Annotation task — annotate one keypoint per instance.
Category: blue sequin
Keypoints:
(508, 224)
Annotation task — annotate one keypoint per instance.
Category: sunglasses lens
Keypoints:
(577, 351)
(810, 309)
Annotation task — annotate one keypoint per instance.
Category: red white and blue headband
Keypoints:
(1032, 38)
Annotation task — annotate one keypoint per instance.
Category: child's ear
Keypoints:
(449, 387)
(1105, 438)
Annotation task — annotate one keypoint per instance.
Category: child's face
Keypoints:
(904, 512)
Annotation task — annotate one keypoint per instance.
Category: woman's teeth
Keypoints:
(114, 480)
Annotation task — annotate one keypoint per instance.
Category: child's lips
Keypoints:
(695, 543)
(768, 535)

** EXERCISE GOAL **
Lay out the records above as a two-column CSV with the header columns input and output. Give one row for each record: its text under input and its answer under output, each in a single quoted field with line breaks turned into spaces.

** WRITTEN SOLUTION **
input,output
"Annotation task — annotate one keypoint per instance. Category: blue sequin Keypoints:","(508, 224)"
"Annotation task — annotate one keypoint per instance. Category: sunglasses lens Keypoints:","(577, 351) (810, 309)"
"Annotation task — annotate one keypoint per instance. Category: red white and blue headband Keypoints:","(1032, 38)"
"Annotation task — annotate one keypoint per instance. Category: child's ear Keypoints:","(449, 387) (1105, 438)"
"Annotation task — annotate one keypoint per instance. Category: child's face Keypoints:","(904, 512)"
"Annotation task — annotate one keypoint per instance. Category: woman's teeth Keypoints:","(114, 480)"
"Annotation task — annotate one keypoint per instance. Category: child's lips Keypoints:","(695, 543) (768, 535)"